わが地元、神奈川県も、たまには良いお仕事をなさるらしい。

正式には、「神奈川県公共施設における受動喫煙防止条例」というのだそうだが、とにかく、公共の施設などでは、一定の例外を除き、全面禁煙にするか、分煙の措置を取らなければならない、という義務を課す内容である。零細規模の店舗にとっては厳しいものがあるかもしれないが、実に良いことである。
私も旦那も、昔から外食に消極的なのは、日本人にはとかく喫煙者が多いからである。公共の場で、他人に構わず、ぶかー、ぶかーっと煙草をふかしながら飲食する喫煙者のあの無神経さは、どこから来るのだろう。なぜ、おいしいものを食べながら、平行してたばこをふかせるのか、到底理解できない。喫煙者は、味蕾が壊れているので、物の味がわからないのかもしれないが、だとしたら食べ物に対しても失礼な話である。

▶ 元の資料
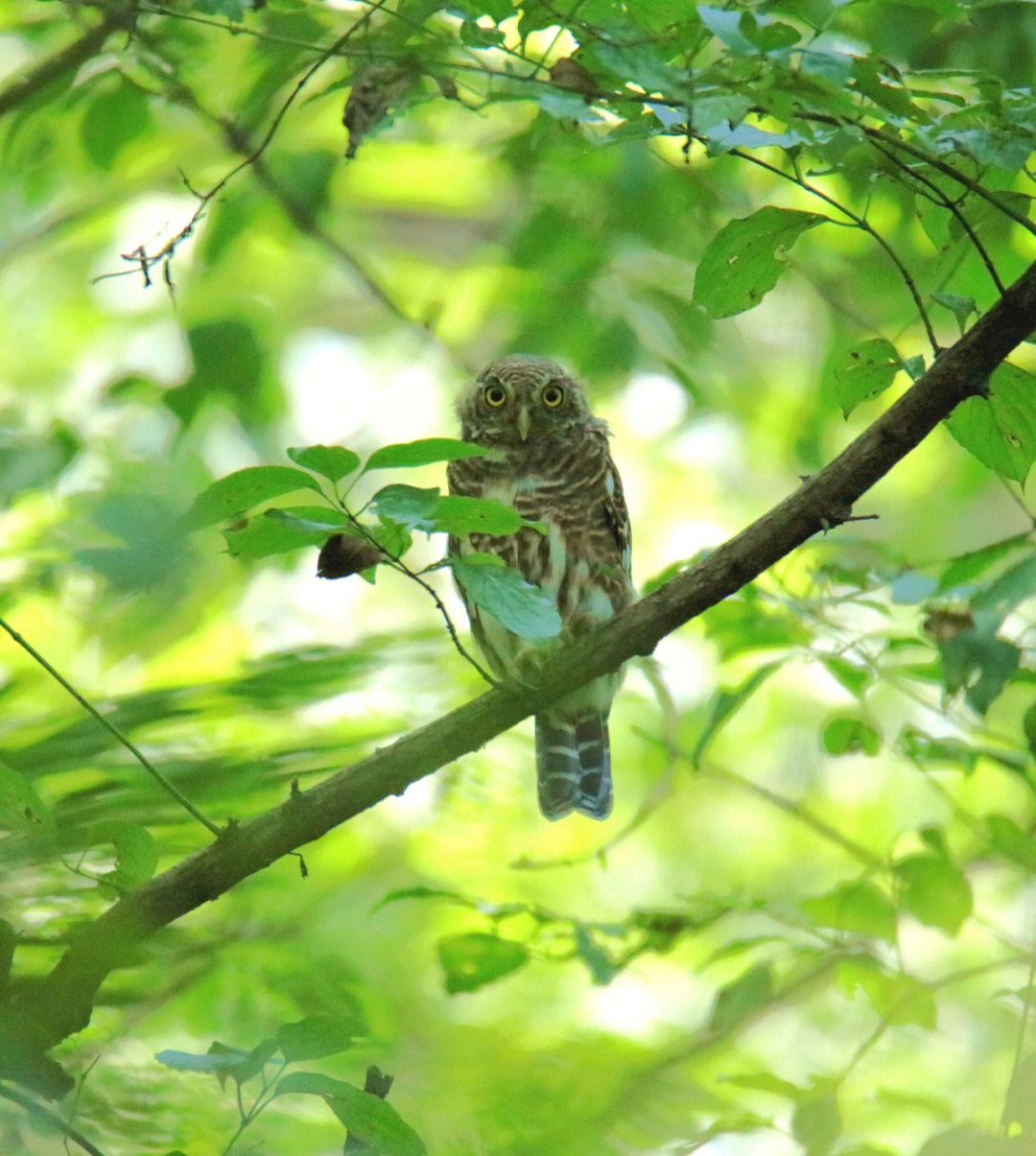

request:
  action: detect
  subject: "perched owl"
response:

==

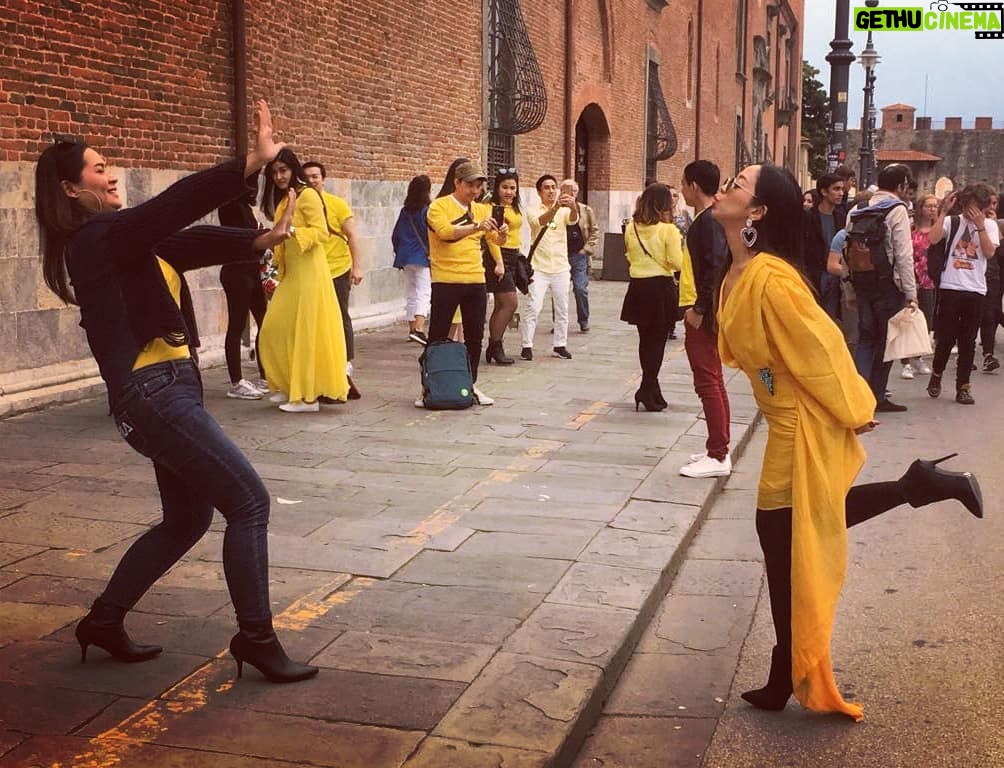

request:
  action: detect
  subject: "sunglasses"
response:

* * *

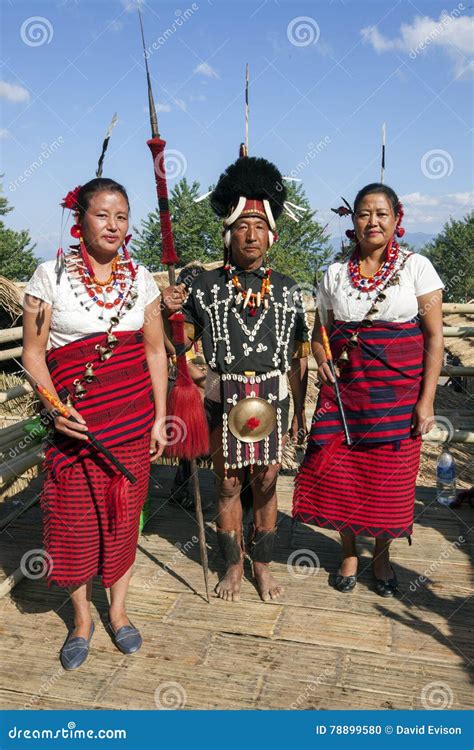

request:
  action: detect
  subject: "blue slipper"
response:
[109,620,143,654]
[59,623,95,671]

▶ 取り組む課題
本文の内容に基づき、次の問いに答えよ。
(a) 条例の正式な名称は何か。
(b) 条例は公共の施設などにどのような義務を課しているか。
(c) 筆者と旦那が昔から外食に消極的な理由は何か。

▶ 出力
(a) 「神奈川県公共施設における受動喫煙防止条例」
(b) 一定の例外を除き、全面禁煙にするか、分煙の措置を取ること。
(c) 日本人にはとかく喫煙者が多いから。